What you should do
Rewrite the stretch of the listing from the line containing "Please locate the green" through the line containing "column 253, row 327", swapping "green marker" for "green highlighter" and changing nothing else.

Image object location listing
— begin —
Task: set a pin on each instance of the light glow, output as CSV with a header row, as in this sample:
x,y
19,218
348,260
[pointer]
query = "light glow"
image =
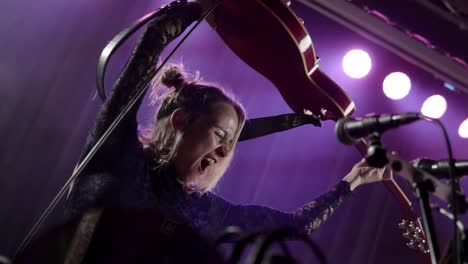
x,y
396,85
463,129
434,106
357,63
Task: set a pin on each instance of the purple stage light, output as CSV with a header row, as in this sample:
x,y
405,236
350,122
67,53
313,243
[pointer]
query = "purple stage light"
x,y
357,63
434,106
396,85
463,129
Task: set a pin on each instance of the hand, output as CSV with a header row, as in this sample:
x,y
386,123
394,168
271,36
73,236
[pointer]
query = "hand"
x,y
361,173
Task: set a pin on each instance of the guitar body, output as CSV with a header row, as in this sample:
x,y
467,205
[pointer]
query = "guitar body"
x,y
270,38
283,39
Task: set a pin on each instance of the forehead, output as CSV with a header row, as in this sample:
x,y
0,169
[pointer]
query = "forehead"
x,y
224,115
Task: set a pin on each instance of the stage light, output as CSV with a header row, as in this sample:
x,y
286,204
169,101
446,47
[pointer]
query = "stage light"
x,y
356,63
396,85
463,129
434,106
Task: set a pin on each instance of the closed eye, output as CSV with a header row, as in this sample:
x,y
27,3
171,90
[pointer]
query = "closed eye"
x,y
220,134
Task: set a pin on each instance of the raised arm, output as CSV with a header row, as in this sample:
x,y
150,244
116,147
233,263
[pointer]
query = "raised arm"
x,y
307,218
162,30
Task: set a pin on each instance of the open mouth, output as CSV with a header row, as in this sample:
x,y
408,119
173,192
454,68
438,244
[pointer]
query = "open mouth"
x,y
205,163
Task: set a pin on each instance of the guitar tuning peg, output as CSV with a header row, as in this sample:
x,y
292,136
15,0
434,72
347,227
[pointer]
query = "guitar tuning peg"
x,y
411,244
422,248
416,237
402,224
407,235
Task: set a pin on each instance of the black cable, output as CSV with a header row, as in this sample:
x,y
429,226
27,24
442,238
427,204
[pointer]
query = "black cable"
x,y
262,248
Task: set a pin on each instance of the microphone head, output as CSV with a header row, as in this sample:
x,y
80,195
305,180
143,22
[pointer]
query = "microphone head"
x,y
340,131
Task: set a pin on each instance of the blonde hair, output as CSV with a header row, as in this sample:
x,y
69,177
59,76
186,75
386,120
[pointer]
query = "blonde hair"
x,y
196,98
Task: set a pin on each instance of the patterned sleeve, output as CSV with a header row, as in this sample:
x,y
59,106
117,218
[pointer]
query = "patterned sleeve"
x,y
163,29
307,218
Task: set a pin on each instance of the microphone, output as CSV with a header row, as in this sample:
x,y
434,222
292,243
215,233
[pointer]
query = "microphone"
x,y
349,130
440,168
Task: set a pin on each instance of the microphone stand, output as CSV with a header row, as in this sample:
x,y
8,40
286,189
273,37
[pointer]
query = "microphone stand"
x,y
421,189
377,156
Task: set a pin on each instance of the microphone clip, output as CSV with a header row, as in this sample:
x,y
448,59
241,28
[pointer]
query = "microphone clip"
x,y
376,153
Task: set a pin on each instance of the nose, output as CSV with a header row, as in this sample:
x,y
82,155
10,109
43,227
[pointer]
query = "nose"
x,y
222,151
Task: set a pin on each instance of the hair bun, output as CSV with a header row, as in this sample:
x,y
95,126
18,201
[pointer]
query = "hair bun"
x,y
173,77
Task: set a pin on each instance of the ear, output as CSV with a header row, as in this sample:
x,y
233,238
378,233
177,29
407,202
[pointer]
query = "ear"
x,y
177,119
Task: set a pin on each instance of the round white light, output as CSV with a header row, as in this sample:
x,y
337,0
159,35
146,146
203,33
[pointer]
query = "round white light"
x,y
357,63
434,106
396,85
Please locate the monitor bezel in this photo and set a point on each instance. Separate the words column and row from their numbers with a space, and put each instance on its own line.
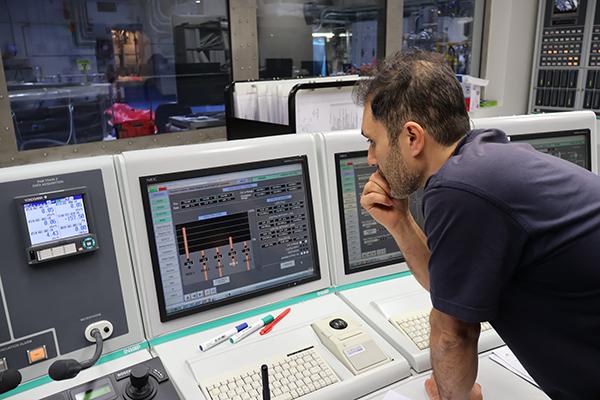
column 347, row 269
column 45, row 196
column 585, row 132
column 147, row 180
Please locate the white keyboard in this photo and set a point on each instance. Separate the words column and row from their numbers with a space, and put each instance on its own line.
column 291, row 376
column 416, row 327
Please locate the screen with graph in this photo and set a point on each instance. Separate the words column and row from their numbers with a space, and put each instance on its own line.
column 226, row 234
column 574, row 146
column 366, row 244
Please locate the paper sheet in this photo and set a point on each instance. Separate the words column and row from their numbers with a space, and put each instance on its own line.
column 507, row 359
column 392, row 395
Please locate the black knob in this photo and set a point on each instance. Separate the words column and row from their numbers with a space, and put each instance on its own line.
column 139, row 377
column 338, row 323
column 140, row 387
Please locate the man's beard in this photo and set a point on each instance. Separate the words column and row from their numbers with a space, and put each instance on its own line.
column 403, row 182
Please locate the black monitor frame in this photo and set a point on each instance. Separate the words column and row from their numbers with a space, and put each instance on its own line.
column 586, row 133
column 338, row 177
column 146, row 181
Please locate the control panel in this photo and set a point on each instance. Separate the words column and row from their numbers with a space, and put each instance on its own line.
column 566, row 71
column 144, row 381
column 560, row 56
column 591, row 99
column 66, row 266
column 57, row 224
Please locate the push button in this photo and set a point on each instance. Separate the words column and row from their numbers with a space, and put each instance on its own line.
column 44, row 254
column 36, row 355
column 70, row 248
column 159, row 375
column 89, row 243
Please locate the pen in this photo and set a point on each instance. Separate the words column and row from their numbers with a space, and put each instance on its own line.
column 268, row 328
column 222, row 337
column 256, row 325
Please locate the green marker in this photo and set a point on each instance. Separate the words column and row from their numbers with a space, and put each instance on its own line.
column 253, row 327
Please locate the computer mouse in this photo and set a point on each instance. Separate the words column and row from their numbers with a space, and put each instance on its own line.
column 338, row 323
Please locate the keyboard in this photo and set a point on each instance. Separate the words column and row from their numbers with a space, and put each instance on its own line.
column 290, row 377
column 416, row 327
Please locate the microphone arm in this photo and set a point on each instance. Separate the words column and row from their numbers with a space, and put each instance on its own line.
column 69, row 368
column 99, row 345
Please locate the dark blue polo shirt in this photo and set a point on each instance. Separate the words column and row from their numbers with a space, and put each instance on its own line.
column 514, row 236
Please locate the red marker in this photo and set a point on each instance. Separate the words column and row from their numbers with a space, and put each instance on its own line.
column 268, row 328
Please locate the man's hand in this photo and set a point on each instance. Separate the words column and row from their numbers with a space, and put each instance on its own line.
column 377, row 200
column 432, row 391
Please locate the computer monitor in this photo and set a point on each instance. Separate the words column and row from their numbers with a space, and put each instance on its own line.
column 366, row 244
column 225, row 234
column 572, row 145
column 570, row 135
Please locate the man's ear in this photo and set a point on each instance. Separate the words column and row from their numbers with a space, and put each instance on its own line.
column 415, row 135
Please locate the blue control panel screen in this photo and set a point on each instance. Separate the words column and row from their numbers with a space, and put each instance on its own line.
column 55, row 219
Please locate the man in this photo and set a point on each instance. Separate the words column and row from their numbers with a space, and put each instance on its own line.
column 512, row 234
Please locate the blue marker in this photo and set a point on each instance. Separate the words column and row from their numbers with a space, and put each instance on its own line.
column 222, row 337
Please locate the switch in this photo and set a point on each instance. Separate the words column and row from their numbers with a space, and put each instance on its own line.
column 554, row 99
column 541, row 77
column 596, row 101
column 547, row 97
column 570, row 98
column 573, row 79
column 590, row 82
column 556, row 78
column 587, row 99
column 564, row 78
column 539, row 97
column 562, row 97
column 36, row 355
column 549, row 75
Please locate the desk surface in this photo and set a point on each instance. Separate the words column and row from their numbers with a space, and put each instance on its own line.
column 497, row 383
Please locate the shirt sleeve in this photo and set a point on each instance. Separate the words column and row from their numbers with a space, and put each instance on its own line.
column 475, row 249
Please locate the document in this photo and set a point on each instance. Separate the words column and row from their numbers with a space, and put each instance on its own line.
column 392, row 395
column 507, row 359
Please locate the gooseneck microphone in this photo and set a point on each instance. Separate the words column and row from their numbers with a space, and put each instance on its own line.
column 67, row 369
column 9, row 379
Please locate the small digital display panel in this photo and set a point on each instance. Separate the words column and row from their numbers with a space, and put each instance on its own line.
column 565, row 6
column 94, row 394
column 225, row 234
column 55, row 219
column 573, row 146
column 366, row 243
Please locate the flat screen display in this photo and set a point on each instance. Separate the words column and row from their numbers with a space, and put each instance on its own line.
column 573, row 146
column 55, row 219
column 565, row 6
column 225, row 234
column 366, row 243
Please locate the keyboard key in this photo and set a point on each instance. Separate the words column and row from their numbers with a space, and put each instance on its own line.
column 294, row 375
column 416, row 327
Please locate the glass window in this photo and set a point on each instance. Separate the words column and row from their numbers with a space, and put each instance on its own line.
column 450, row 27
column 85, row 71
column 324, row 37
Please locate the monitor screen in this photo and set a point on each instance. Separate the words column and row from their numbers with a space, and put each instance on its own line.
column 225, row 234
column 573, row 146
column 565, row 6
column 54, row 219
column 366, row 243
— end —
Expected output
Please locate the green highlighter in this photo and set a point on each instance. Separate the words column and row from their numbers with a space, and put each instance on its own line.
column 253, row 327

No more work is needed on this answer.